What you need to do:
State how many rows in the entries below contain the string "line". Reply with the number only.

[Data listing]

————

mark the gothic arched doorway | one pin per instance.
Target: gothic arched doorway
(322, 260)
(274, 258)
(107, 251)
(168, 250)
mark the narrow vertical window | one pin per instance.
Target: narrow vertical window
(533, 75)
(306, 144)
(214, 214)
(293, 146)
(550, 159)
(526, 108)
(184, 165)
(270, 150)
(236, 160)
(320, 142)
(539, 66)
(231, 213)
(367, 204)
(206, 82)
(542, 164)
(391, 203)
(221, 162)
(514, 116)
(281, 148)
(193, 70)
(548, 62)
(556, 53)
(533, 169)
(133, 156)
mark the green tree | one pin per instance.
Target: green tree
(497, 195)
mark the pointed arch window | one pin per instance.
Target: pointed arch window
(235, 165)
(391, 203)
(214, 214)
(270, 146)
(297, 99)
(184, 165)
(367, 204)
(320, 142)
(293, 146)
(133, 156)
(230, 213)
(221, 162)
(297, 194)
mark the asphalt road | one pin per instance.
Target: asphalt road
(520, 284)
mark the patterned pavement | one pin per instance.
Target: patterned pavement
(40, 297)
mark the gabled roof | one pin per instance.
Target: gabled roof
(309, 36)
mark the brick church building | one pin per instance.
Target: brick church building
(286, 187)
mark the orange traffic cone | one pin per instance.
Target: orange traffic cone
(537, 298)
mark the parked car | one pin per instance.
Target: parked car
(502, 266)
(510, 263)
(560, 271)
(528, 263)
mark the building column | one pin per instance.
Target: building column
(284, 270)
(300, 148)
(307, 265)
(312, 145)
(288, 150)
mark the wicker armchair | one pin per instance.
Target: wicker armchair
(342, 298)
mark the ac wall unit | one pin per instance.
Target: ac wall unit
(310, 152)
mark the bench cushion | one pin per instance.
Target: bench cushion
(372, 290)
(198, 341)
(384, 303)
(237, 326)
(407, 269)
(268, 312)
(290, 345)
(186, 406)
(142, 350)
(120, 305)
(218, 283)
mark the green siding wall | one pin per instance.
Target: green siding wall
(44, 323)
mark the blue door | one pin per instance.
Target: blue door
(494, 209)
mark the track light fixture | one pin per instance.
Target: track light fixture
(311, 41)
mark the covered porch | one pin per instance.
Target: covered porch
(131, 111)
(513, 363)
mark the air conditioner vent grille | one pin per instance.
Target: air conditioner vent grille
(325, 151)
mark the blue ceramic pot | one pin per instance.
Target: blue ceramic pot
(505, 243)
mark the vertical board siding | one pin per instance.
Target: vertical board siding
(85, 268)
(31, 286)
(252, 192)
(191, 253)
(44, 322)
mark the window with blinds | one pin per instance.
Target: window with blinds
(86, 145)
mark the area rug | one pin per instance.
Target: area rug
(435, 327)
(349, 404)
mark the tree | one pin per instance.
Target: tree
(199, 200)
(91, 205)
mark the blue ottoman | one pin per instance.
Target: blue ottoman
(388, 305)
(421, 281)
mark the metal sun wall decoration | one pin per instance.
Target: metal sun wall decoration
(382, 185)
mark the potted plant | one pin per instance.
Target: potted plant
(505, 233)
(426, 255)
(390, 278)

————

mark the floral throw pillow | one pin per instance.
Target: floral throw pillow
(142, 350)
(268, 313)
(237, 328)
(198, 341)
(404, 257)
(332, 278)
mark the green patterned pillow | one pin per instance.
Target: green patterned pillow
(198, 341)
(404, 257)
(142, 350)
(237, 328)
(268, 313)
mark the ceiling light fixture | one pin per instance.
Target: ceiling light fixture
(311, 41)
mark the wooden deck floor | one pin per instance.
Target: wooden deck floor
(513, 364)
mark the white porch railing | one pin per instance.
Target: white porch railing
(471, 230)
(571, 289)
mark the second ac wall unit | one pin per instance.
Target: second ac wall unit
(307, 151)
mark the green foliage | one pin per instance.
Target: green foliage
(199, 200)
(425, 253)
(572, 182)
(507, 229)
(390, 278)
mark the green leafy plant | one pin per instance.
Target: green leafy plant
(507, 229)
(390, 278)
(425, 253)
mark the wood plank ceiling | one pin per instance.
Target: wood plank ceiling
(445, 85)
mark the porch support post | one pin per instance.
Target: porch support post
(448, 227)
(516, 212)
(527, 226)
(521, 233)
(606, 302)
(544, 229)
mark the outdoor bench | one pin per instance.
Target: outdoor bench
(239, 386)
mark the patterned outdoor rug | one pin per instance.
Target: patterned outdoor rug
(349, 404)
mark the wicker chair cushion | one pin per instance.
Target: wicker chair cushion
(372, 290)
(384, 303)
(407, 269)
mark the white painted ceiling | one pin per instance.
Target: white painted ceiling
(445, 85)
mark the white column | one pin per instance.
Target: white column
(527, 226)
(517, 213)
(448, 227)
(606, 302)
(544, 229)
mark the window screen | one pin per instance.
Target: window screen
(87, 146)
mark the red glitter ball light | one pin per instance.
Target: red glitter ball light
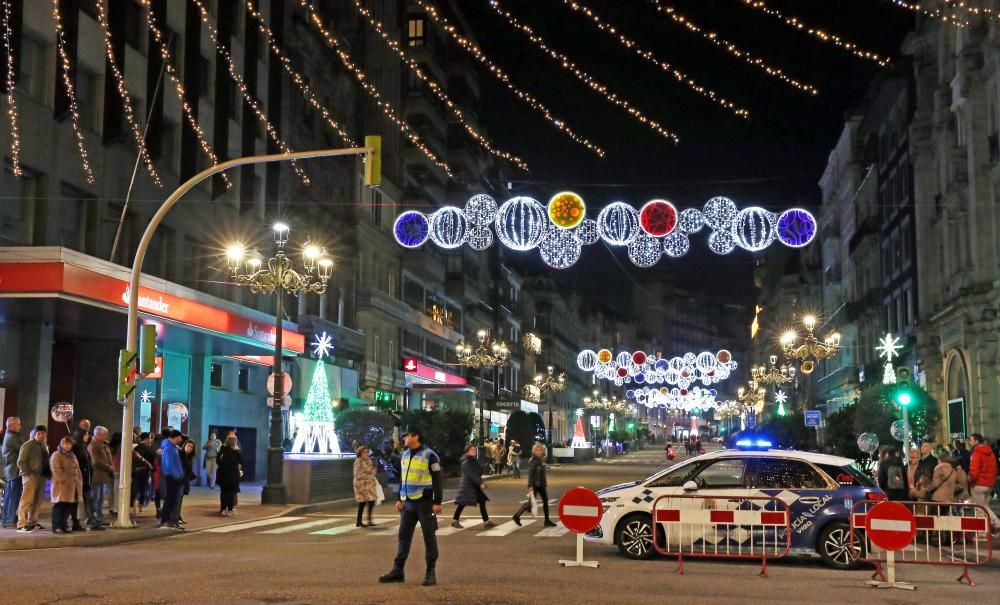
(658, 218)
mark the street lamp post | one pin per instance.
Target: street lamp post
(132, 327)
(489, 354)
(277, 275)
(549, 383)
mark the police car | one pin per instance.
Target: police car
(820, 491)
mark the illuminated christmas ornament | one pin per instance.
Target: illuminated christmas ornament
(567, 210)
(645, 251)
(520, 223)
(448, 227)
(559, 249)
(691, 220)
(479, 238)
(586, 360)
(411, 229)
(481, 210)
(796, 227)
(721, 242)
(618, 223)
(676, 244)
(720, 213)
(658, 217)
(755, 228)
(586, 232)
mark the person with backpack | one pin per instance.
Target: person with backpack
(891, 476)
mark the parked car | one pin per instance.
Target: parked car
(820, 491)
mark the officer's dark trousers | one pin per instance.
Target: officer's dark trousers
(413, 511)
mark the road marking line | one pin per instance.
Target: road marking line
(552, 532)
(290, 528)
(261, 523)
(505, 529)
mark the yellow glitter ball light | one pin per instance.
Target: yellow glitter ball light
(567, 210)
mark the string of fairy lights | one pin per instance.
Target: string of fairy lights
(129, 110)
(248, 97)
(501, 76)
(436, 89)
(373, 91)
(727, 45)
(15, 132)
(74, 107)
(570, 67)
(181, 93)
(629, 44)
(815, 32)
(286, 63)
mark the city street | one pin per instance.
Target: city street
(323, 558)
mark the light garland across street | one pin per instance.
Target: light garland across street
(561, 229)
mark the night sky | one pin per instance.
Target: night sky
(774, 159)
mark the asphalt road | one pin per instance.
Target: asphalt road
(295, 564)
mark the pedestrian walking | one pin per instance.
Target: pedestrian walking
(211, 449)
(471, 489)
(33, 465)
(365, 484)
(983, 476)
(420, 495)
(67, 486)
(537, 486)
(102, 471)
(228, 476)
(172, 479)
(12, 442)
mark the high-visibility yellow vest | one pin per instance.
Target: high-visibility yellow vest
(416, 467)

————

Solution to this exercise:
2